[Data extracted from a collection]
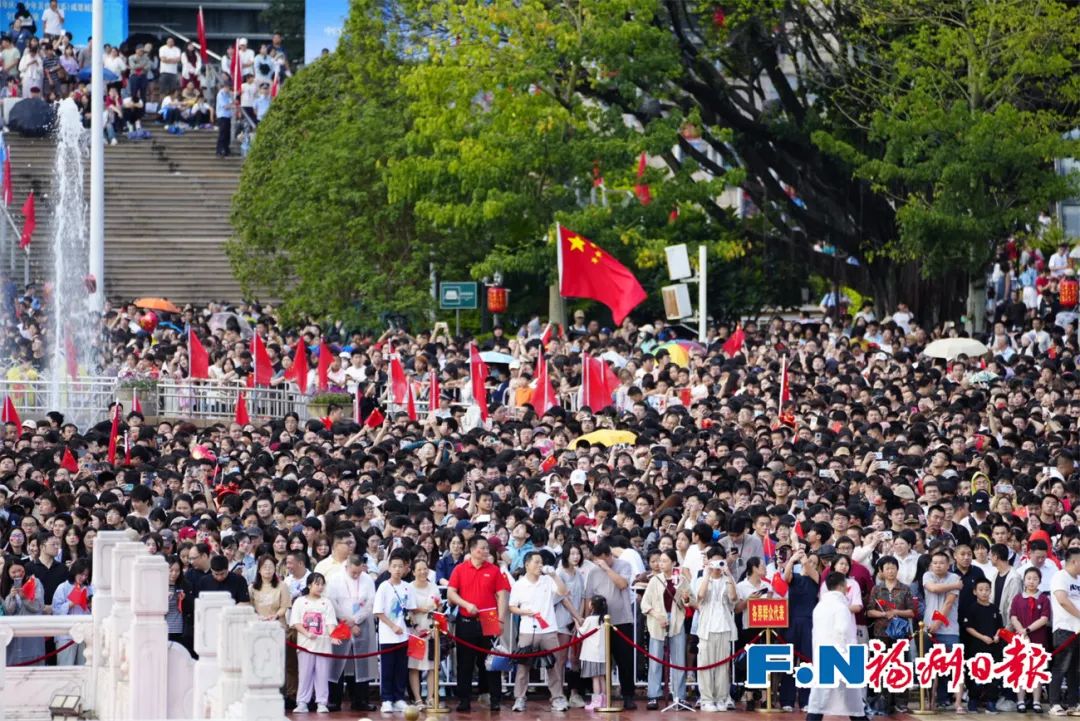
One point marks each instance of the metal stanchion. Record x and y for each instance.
(608, 708)
(768, 689)
(434, 698)
(922, 710)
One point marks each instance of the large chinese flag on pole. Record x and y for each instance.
(588, 271)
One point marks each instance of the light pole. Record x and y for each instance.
(97, 157)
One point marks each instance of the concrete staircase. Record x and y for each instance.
(166, 214)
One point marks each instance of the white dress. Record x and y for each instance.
(834, 625)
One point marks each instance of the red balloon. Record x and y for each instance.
(148, 322)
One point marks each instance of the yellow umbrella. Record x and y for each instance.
(607, 437)
(679, 355)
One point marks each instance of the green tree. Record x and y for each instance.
(314, 225)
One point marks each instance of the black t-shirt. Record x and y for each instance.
(50, 577)
(232, 584)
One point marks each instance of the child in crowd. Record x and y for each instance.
(313, 620)
(392, 599)
(981, 624)
(593, 652)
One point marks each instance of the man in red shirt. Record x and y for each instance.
(474, 586)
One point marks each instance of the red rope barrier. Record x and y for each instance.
(717, 664)
(34, 662)
(536, 654)
(349, 656)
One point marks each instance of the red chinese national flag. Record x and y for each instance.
(241, 416)
(198, 357)
(734, 342)
(489, 622)
(477, 373)
(325, 358)
(543, 397)
(30, 221)
(260, 358)
(10, 415)
(29, 588)
(417, 648)
(68, 462)
(298, 371)
(201, 31)
(113, 434)
(78, 596)
(586, 271)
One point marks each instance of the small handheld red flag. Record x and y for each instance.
(489, 622)
(417, 648)
(30, 216)
(375, 419)
(10, 415)
(78, 596)
(68, 462)
(198, 357)
(29, 588)
(242, 418)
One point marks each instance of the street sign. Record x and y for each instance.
(457, 296)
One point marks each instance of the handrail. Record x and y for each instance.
(186, 39)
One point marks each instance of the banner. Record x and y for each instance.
(78, 18)
(323, 22)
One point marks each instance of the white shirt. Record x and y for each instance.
(53, 19)
(1063, 620)
(393, 601)
(539, 596)
(170, 58)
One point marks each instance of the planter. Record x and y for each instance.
(147, 398)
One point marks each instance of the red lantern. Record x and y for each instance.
(497, 299)
(148, 322)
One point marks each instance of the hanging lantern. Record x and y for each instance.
(497, 299)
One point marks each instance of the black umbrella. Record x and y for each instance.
(31, 117)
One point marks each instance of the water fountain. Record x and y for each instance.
(76, 331)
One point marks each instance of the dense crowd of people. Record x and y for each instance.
(895, 486)
(174, 84)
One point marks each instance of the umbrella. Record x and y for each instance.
(31, 117)
(679, 355)
(162, 304)
(220, 322)
(107, 76)
(615, 359)
(496, 357)
(607, 437)
(949, 348)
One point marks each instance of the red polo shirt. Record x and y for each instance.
(478, 585)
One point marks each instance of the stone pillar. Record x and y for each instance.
(230, 657)
(208, 608)
(148, 639)
(104, 546)
(262, 669)
(113, 701)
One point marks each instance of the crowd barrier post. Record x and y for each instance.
(768, 689)
(922, 710)
(608, 707)
(434, 698)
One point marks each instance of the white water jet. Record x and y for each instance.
(76, 331)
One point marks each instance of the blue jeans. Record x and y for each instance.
(393, 669)
(676, 650)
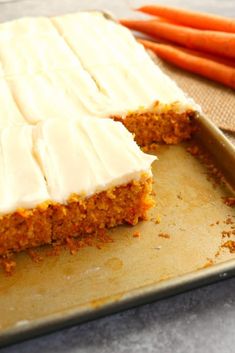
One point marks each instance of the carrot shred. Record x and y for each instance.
(195, 62)
(219, 43)
(189, 18)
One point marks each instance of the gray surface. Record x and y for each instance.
(199, 321)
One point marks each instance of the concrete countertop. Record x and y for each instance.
(202, 320)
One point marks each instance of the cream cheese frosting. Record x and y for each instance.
(79, 64)
(58, 157)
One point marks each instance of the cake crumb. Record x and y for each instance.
(34, 255)
(229, 201)
(8, 266)
(230, 244)
(136, 235)
(164, 235)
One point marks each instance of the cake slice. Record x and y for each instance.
(87, 64)
(68, 178)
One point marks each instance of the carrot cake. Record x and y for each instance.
(87, 64)
(59, 180)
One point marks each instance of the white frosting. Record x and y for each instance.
(9, 111)
(80, 64)
(21, 181)
(87, 156)
(58, 157)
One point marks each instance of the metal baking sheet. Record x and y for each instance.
(183, 251)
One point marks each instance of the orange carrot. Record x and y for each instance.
(213, 42)
(194, 62)
(191, 18)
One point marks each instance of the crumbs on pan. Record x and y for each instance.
(164, 235)
(136, 234)
(229, 201)
(213, 173)
(230, 244)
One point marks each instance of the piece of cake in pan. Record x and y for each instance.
(68, 178)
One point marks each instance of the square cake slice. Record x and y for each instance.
(67, 178)
(87, 64)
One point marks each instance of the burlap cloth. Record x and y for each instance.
(217, 101)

Problem to work on: Drop the pictures and copy the data exactly.

Task result:
One point marks each instance of the metal stanchion. Record x and y for each instance.
(608, 708)
(768, 689)
(434, 698)
(922, 710)
One point marks each instance of the large chinese flag on pole. Record x and y for each instance.
(588, 271)
One point marks each instance of the light pole. Record x and y for each instance.
(97, 157)
One point marks each instance of the concrete staircase. Record x and y for each instance.
(166, 214)
One point marks each instance of the white dress. Record x and y for each instance.
(834, 625)
One point marks each instance of the red balloon. Record x and y for each instance.
(148, 322)
One point marks each instance of the yellow umbrella. Record x and y for each instance.
(607, 437)
(679, 355)
One point marks each instance of the green tree. Record x and y for each instance.
(314, 225)
One point marks each instance of the black t-shirt. Record x and y for each instance.
(50, 577)
(232, 584)
One point marks each instance of the child in crowd. Record x and y for each instance.
(313, 620)
(392, 599)
(981, 624)
(593, 652)
One point marks each instance of the man in red shirt. Record x and y for each instance.
(474, 586)
One point marks each instance of the red rope barrier. Record x and y for each instance.
(717, 664)
(34, 662)
(536, 654)
(349, 656)
One point marks each instance of the red chinese national flag. Record x and y for each instance.
(241, 416)
(198, 357)
(734, 342)
(489, 622)
(477, 373)
(325, 358)
(543, 397)
(30, 221)
(260, 358)
(10, 415)
(29, 588)
(417, 648)
(68, 462)
(298, 371)
(201, 31)
(113, 434)
(78, 596)
(586, 271)
One point marks each instance of the small handheld red flag. Record x and y for each instance.
(489, 622)
(417, 648)
(30, 216)
(375, 419)
(10, 415)
(78, 596)
(68, 462)
(198, 357)
(29, 588)
(242, 418)
One point marks each instance of the street sign. Record x and y for each instance.
(457, 296)
One point marks each instance of the handrail. Record x and y for each instance.
(186, 39)
One point marks each instance of the banner. Record x and y for each instance.
(78, 18)
(323, 22)
One point marks each instance of the white shirt. Record x and y for each instance.
(53, 19)
(1063, 620)
(393, 601)
(539, 596)
(170, 58)
One point marks each instance of the planter. Record x and y for each instance.
(147, 398)
One point marks each instance of the red lantern. Record x and y for each instance.
(497, 299)
(148, 322)
One point marks each instance of the hanging lantern. Record x and y for each instance.
(497, 299)
One point marks each instance of the black umbrella. Record x and y for each instance.
(31, 117)
One point marks each instance of the water fountain. Record x and y for each instance.
(76, 331)
One point marks each instance of the dense crowd of people. Record x and y for each instance.
(895, 486)
(174, 84)
One point marks each instance of the umbrella. Record x and y for each instance.
(31, 117)
(679, 355)
(162, 304)
(220, 322)
(107, 76)
(615, 359)
(496, 357)
(607, 437)
(949, 348)
One point marks each instance of the red polo shirt. Record x and y for each instance.
(478, 585)
One point marks each instance of the stone pillar. Record x and y for each instance.
(230, 657)
(208, 608)
(148, 639)
(104, 546)
(262, 669)
(113, 701)
One point marks each instance of the crowd barrier post. Record x and y for each instance.
(768, 689)
(922, 710)
(608, 707)
(434, 698)
One point marks each instance of the white water jet. Record x and y for each instance.
(76, 331)
One point marks each instance of the blue jeans. Record x and y for each instance.
(393, 669)
(676, 650)
One point marks each instance of the carrot shred. Record x and y for each instance.
(195, 62)
(219, 43)
(189, 18)
One point marks each instance of the gray surface. Record x and y for each instance.
(199, 321)
One point marks each instance of the concrete countertop. Record x and y for each instance.
(202, 320)
One point marks each instance of the cream cheese frosting. Record x and y for each instance.
(79, 64)
(58, 157)
One point marks each instance of the cake crumb. Record x and y for each instance.
(34, 255)
(229, 201)
(8, 266)
(230, 244)
(136, 235)
(164, 235)
One point marks each instance of the cake slice. Record x and y for each instance.
(87, 64)
(68, 178)
One point marks each instance of the carrot cake. Record x and y for each instance.
(87, 64)
(59, 180)
One point marks each instance of the white frosting. Record x and y for each instance.
(9, 111)
(80, 64)
(21, 181)
(87, 156)
(58, 157)
One point marks each instance of the metal baking sheet. Record x and y for each instance.
(183, 251)
One point marks each instance of the orange carrot. Record x and y for each instance.
(213, 42)
(194, 62)
(191, 18)
One point marks each instance of the crumbs on pan. Record x and y for each instance.
(164, 235)
(136, 234)
(229, 201)
(213, 173)
(230, 244)
One point marks each instance of the piece of cake in pan. Record x and y for each instance.
(68, 178)
One point marks each instance of the square cake slice. Record x and y for each instance.
(67, 178)
(87, 64)
One point marks each instance of the burlap cloth. Record x and y for each instance.
(217, 101)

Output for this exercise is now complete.